Lo interesante de Fincher radica en la fuerza de su discurso y de las armas que emplea para construirlo. No se trata exclusivamente de analizar las virtudes de la cámara digital Thompson Viper, sino de observar cómo, a través de su uso, Fincher ha conseguido ajustar su discurso al espíritu del tiempo. No sólo es cuestión de ver los efectos visuales de El curioso caso de Benjamin Button (The curious case of Benjamin Button, 2008) como un paso más allá, sino de percibir de qué forma sentimos más intensamente los cambios de edad del personaje y los juzgamos más naturales, como si hubiesen sido arrancados de su cotidianeidad. En síntesis, de entender el modo en que la última tecnología se integra en el esqueleto mismo de la historia y contribuye a su definición.

(Explora el material)
a. Resume en dos oraciones el fragmento sobre Fincher.
b. Sustituye "discurso" por "relato" en el fragmento sobre Fincher, desde "Lo interesante de" y hasta "a su definición.", y copia ese pasaje con el cambio.

(Material de estudio)

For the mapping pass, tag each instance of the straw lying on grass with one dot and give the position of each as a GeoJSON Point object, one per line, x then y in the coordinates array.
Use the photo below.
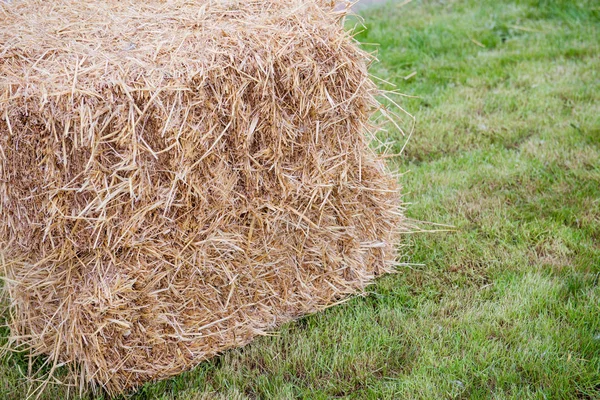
{"type": "Point", "coordinates": [178, 177]}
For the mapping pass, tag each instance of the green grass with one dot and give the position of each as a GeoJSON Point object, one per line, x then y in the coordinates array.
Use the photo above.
{"type": "Point", "coordinates": [507, 150]}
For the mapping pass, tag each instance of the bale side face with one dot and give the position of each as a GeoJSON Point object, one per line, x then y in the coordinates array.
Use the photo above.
{"type": "Point", "coordinates": [179, 177]}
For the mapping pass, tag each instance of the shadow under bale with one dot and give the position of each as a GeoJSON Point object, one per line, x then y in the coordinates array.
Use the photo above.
{"type": "Point", "coordinates": [179, 177]}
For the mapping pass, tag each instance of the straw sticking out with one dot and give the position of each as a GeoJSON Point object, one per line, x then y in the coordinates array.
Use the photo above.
{"type": "Point", "coordinates": [178, 177]}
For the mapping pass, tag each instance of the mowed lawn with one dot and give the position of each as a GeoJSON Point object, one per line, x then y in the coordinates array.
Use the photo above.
{"type": "Point", "coordinates": [507, 150]}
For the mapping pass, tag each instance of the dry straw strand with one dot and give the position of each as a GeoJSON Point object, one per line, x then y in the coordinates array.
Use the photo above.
{"type": "Point", "coordinates": [177, 177]}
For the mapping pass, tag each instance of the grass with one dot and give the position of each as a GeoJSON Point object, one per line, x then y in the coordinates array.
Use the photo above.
{"type": "Point", "coordinates": [506, 149]}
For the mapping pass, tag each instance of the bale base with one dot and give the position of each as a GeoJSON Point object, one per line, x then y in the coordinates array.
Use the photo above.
{"type": "Point", "coordinates": [179, 177]}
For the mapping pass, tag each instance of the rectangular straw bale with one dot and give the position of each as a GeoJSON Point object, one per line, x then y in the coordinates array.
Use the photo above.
{"type": "Point", "coordinates": [177, 177]}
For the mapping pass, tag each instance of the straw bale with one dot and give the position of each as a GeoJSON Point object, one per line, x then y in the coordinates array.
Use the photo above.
{"type": "Point", "coordinates": [178, 177]}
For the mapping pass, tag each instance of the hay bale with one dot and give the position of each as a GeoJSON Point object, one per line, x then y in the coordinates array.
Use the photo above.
{"type": "Point", "coordinates": [178, 177]}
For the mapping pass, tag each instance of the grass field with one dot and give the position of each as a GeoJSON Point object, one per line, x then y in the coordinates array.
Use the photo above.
{"type": "Point", "coordinates": [507, 150]}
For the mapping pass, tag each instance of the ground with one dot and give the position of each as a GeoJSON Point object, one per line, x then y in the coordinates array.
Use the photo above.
{"type": "Point", "coordinates": [506, 149]}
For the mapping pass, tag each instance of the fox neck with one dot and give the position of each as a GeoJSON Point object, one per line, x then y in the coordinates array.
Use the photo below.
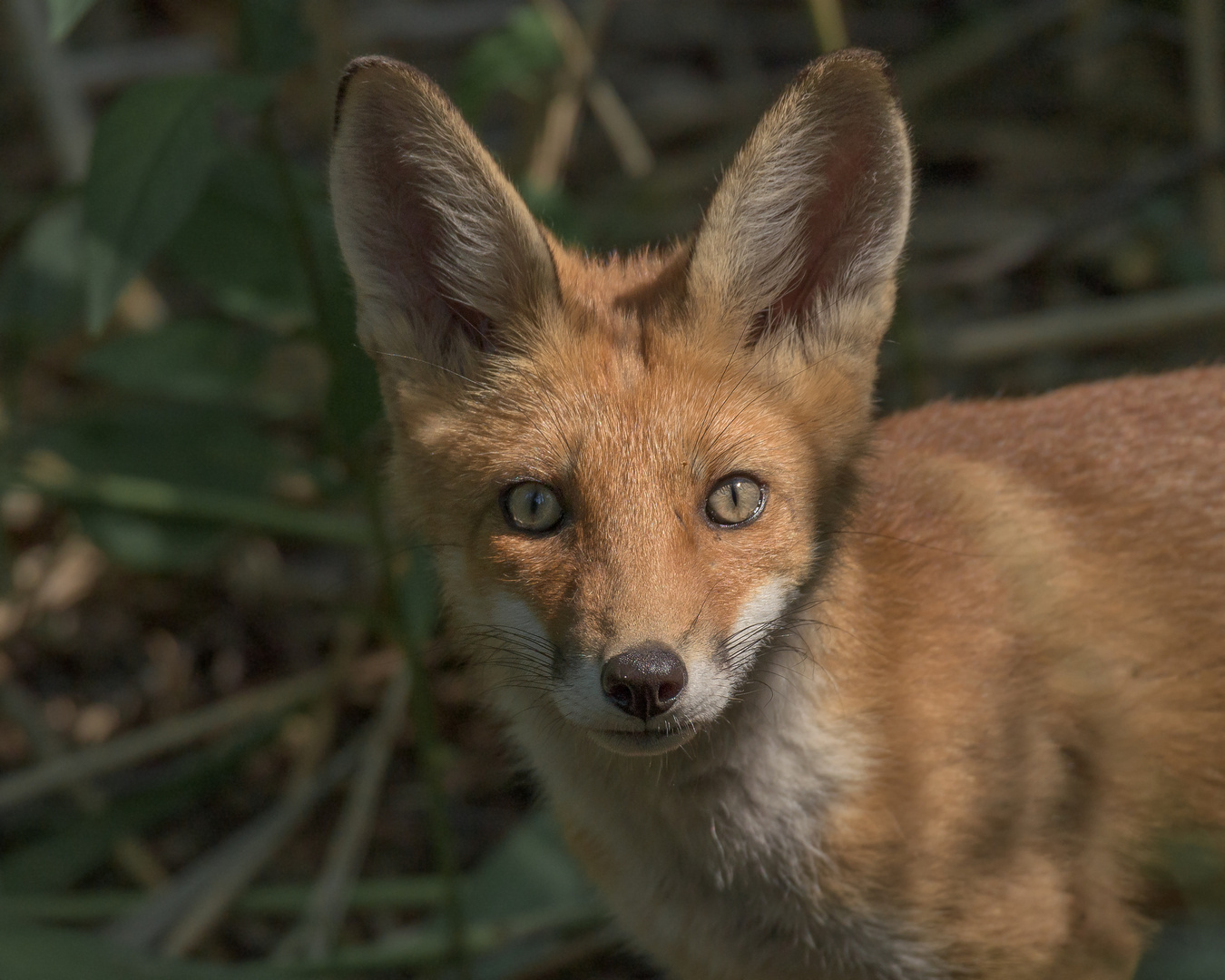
{"type": "Point", "coordinates": [716, 800]}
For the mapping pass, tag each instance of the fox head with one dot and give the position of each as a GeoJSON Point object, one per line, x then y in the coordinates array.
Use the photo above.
{"type": "Point", "coordinates": [629, 468]}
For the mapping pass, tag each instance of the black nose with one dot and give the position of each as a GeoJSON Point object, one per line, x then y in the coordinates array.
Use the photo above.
{"type": "Point", "coordinates": [646, 680]}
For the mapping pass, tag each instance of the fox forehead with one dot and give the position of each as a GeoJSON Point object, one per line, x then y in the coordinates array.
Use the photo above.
{"type": "Point", "coordinates": [587, 408]}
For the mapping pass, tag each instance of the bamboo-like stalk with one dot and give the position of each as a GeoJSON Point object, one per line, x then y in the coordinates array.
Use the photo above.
{"type": "Point", "coordinates": [1207, 76]}
{"type": "Point", "coordinates": [154, 740]}
{"type": "Point", "coordinates": [1084, 325]}
{"type": "Point", "coordinates": [426, 945]}
{"type": "Point", "coordinates": [315, 935]}
{"type": "Point", "coordinates": [980, 43]}
{"type": "Point", "coordinates": [409, 629]}
{"type": "Point", "coordinates": [420, 892]}
{"type": "Point", "coordinates": [55, 478]}
{"type": "Point", "coordinates": [175, 917]}
{"type": "Point", "coordinates": [577, 81]}
{"type": "Point", "coordinates": [130, 854]}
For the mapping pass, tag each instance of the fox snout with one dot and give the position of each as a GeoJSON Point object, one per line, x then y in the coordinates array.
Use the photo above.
{"type": "Point", "coordinates": [644, 681]}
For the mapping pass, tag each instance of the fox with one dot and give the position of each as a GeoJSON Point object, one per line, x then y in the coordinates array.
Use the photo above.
{"type": "Point", "coordinates": [811, 693]}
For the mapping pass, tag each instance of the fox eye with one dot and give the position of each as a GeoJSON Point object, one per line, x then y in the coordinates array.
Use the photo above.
{"type": "Point", "coordinates": [735, 500]}
{"type": "Point", "coordinates": [531, 506]}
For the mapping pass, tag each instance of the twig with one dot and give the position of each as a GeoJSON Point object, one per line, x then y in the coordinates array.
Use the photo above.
{"type": "Point", "coordinates": [827, 17]}
{"type": "Point", "coordinates": [576, 81]}
{"type": "Point", "coordinates": [1084, 325]}
{"type": "Point", "coordinates": [132, 854]}
{"type": "Point", "coordinates": [369, 895]}
{"type": "Point", "coordinates": [1208, 109]}
{"type": "Point", "coordinates": [976, 45]}
{"type": "Point", "coordinates": [65, 113]}
{"type": "Point", "coordinates": [181, 914]}
{"type": "Point", "coordinates": [1026, 247]}
{"type": "Point", "coordinates": [426, 945]}
{"type": "Point", "coordinates": [315, 935]}
{"type": "Point", "coordinates": [53, 475]}
{"type": "Point", "coordinates": [412, 626]}
{"type": "Point", "coordinates": [165, 737]}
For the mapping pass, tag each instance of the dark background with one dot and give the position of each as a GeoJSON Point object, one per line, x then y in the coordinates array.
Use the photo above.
{"type": "Point", "coordinates": [226, 718]}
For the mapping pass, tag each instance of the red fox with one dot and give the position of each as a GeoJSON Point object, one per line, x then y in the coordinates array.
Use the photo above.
{"type": "Point", "coordinates": [811, 696]}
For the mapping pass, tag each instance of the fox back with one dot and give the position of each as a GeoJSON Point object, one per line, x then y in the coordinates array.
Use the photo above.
{"type": "Point", "coordinates": [810, 696]}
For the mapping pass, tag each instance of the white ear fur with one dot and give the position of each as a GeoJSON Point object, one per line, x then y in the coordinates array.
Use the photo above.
{"type": "Point", "coordinates": [444, 254]}
{"type": "Point", "coordinates": [806, 230]}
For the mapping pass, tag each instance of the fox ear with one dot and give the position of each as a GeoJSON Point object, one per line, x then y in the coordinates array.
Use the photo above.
{"type": "Point", "coordinates": [445, 256]}
{"type": "Point", "coordinates": [805, 231]}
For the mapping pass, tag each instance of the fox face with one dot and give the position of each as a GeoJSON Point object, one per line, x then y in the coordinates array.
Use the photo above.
{"type": "Point", "coordinates": [630, 468]}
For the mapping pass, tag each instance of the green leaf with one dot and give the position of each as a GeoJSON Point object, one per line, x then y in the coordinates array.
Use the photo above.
{"type": "Point", "coordinates": [63, 857]}
{"type": "Point", "coordinates": [31, 952]}
{"type": "Point", "coordinates": [64, 16]}
{"type": "Point", "coordinates": [520, 59]}
{"type": "Point", "coordinates": [272, 35]}
{"type": "Point", "coordinates": [195, 360]}
{"type": "Point", "coordinates": [153, 544]}
{"type": "Point", "coordinates": [237, 244]}
{"type": "Point", "coordinates": [182, 445]}
{"type": "Point", "coordinates": [41, 279]}
{"type": "Point", "coordinates": [154, 150]}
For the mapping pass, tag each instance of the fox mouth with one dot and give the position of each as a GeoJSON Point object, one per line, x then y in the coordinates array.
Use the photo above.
{"type": "Point", "coordinates": [646, 742]}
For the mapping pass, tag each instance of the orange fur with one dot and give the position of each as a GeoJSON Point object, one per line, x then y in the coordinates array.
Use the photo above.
{"type": "Point", "coordinates": [945, 696]}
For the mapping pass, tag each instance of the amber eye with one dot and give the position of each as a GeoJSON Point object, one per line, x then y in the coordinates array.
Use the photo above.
{"type": "Point", "coordinates": [735, 500]}
{"type": "Point", "coordinates": [531, 506]}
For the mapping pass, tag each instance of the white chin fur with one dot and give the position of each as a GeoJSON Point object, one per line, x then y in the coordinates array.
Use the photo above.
{"type": "Point", "coordinates": [641, 742]}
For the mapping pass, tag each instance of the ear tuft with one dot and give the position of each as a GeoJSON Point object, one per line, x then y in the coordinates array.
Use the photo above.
{"type": "Point", "coordinates": [806, 230]}
{"type": "Point", "coordinates": [445, 256]}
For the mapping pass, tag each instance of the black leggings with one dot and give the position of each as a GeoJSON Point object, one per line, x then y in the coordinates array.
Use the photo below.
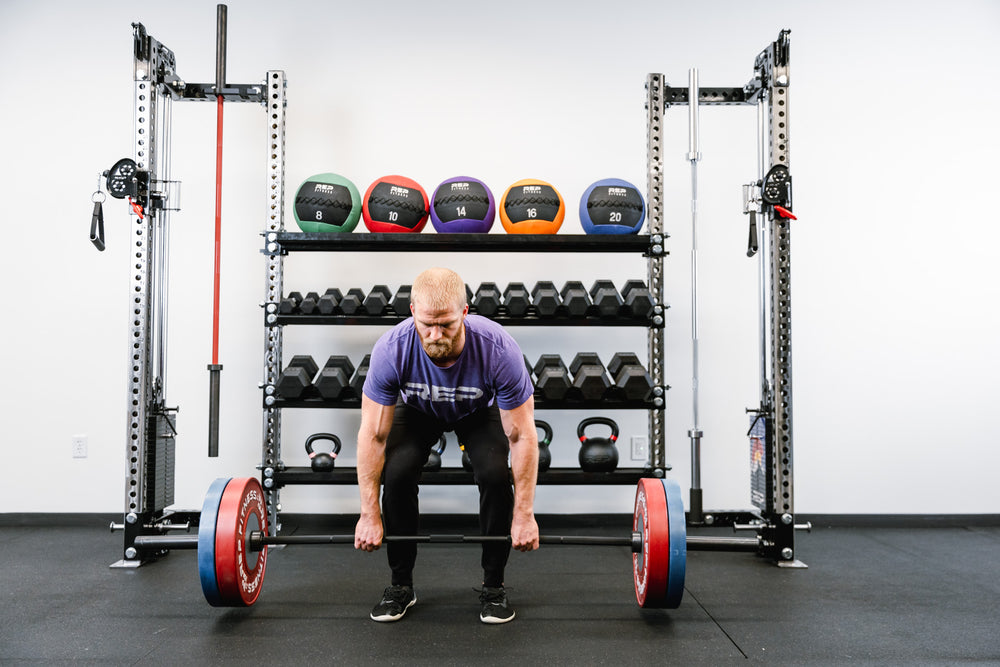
{"type": "Point", "coordinates": [410, 440]}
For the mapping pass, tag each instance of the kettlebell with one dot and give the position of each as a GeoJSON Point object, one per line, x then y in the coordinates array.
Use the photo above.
{"type": "Point", "coordinates": [434, 458]}
{"type": "Point", "coordinates": [322, 461]}
{"type": "Point", "coordinates": [466, 461]}
{"type": "Point", "coordinates": [544, 455]}
{"type": "Point", "coordinates": [598, 454]}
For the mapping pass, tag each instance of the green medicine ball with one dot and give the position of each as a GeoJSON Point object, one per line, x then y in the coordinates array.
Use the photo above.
{"type": "Point", "coordinates": [327, 203]}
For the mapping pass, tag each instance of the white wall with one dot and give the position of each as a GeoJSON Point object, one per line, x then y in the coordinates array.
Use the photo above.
{"type": "Point", "coordinates": [894, 145]}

(Respuestas obtenidas)
a. Lo interesante de Fincher está en la fuerza de su discurso y en las armas con que lo construye, como la cámara digital Thompson Viper, cuyo uso le ha permitido ajustar ese discurso al espíritu del tiempo. Se trata de entender cómo la última tecnología, por ejemplo los efectos visuales de El curioso caso de Benjamin Button, que hacen sentir más intensos y naturales los cambios de edad del personaje, se integra en el esqueleto de la historia y contribuye a definirla.

b.
Lo interesante de Fincher radica en la fuerza de su relato y de las armas que emplea para construirlo. No se trata exclusivamente de analizar las virtudes de la cámara digital Thompson Viper, sino de observar cómo, a través de su uso, Fincher ha conseguido ajustar su relato al espíritu del tiempo. No sólo es cuestión de ver los efectos visuales de El curioso caso de Benjamin Button (The curious case of Benjamin Button, 2008) como un paso más allá, sino de percibir de qué forma sentimos más intensamente los cambios de edad del personaje y los juzgamos más naturales, como si hubiesen sido arrancados de su cotidianeidad. En síntesis, de entender el modo en que la última tecnología se integra en el esqueleto mismo de la historia y contribuye a su definición.